**Demande écrite:** Peux-tu transformer toutes les lignes ci-dessous en une liste JSON de chaînes, une chaîne par ligne, sans les lignes vides ? Laisse les images hors de la réponse.

[Enregistrements d'un jeu d'annotation par points]

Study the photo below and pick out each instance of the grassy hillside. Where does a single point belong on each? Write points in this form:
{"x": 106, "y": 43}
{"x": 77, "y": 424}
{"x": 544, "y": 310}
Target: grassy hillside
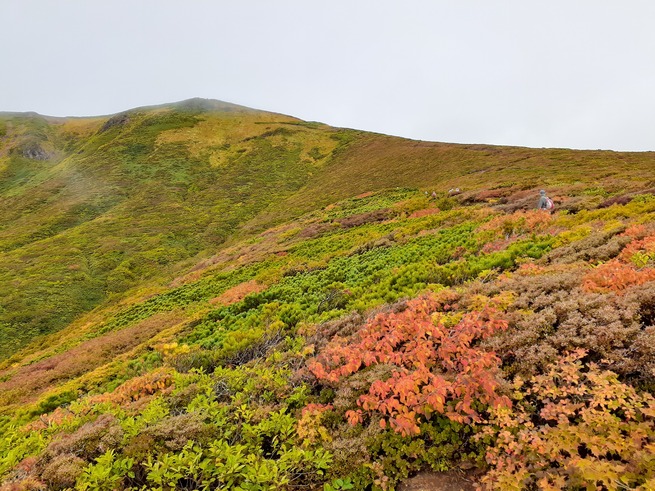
{"x": 257, "y": 302}
{"x": 91, "y": 208}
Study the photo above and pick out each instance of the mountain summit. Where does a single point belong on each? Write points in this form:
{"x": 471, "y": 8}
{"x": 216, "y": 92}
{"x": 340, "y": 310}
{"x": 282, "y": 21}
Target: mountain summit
{"x": 203, "y": 296}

**Réponse:**
[
  "Study the photo below and pick out each instance of the grassy hillside. Where does a single point belong on each? Write points in this form:",
  "{\"x\": 106, \"y\": 43}",
  "{\"x\": 77, \"y\": 424}",
  "{\"x\": 544, \"y\": 310}",
  "Target: grassy hillside",
  "{\"x\": 257, \"y\": 302}",
  "{\"x\": 91, \"y\": 208}",
  "Study the photo above and pick out each instance of the mountain summit. Where does a single point belong on each? Write points in this form:",
  "{\"x\": 471, \"y\": 8}",
  "{\"x\": 216, \"y\": 92}",
  "{\"x\": 340, \"y\": 310}",
  "{\"x\": 282, \"y\": 21}",
  "Target: mountain summit",
  "{\"x\": 203, \"y\": 296}"
]